Text to read:
::::::::::
What does f/1.4 have to do with it? Is there a better 35mm lens?

- A


----------



## Ozarker (Dec 1, 2016)

Looking at the CA example of a part of the old church I can see the difference between the two lenses. Maybe it will show up on a large print, but for 8x10 I don't know that it would.

That aside, this is absolutely on my wish list. 

First grandchild is due in May.

That's my excuse to the wife and I'm sticking to it! 8)

I've not ever had this much justification to show her... ever.


----------



## arthurbikemad (Dec 1, 2016)

I got this lense for a treat last month, I thought it would be "nice". However, I have to say.... it's awesome!!

I have a good number of nice lenses, fav's like the 11-24, 16-35ii, 24-70ii, 70-200ii, 200/2 and so on, this new 35 ranks right up there with my 500ii and the mighty 200/2!

Anyone who buys this lense will fall compleatly in love with it.


----------



## ktatty (Dec 2, 2016)

First version was great- this one is better in the corners- but it is bigger :-[


----------



## TommyLee (Dec 2, 2016)

I love it...love it.... and the 100-400 ii.....
::::::::::
Provided material:
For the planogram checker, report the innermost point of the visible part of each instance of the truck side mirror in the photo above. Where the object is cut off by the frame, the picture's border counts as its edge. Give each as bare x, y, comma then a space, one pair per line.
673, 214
::::::::::
Tasks and exercises:
**A)** Give the username of each poster who has a dated heading in the forum thread about the 35mm lens.
**B)** From the forum thread about the 35mm lens, extract the part that opens with the words containing "That's my excuse" and closes with "say.... it's awesome!!".

Expected responses:
**A)**
Ozarker
arthurbikemad
ktatty
TommyLee

**B)**
That's my excuse to the wife and I'm sticking to it! 8)

I've not ever had this much justification to show her... ever.


----------



## arthurbikemad (Dec 1, 2016)

I got this lense for a treat last month, I thought it would be "nice". However, I have to say.... it's awesome!!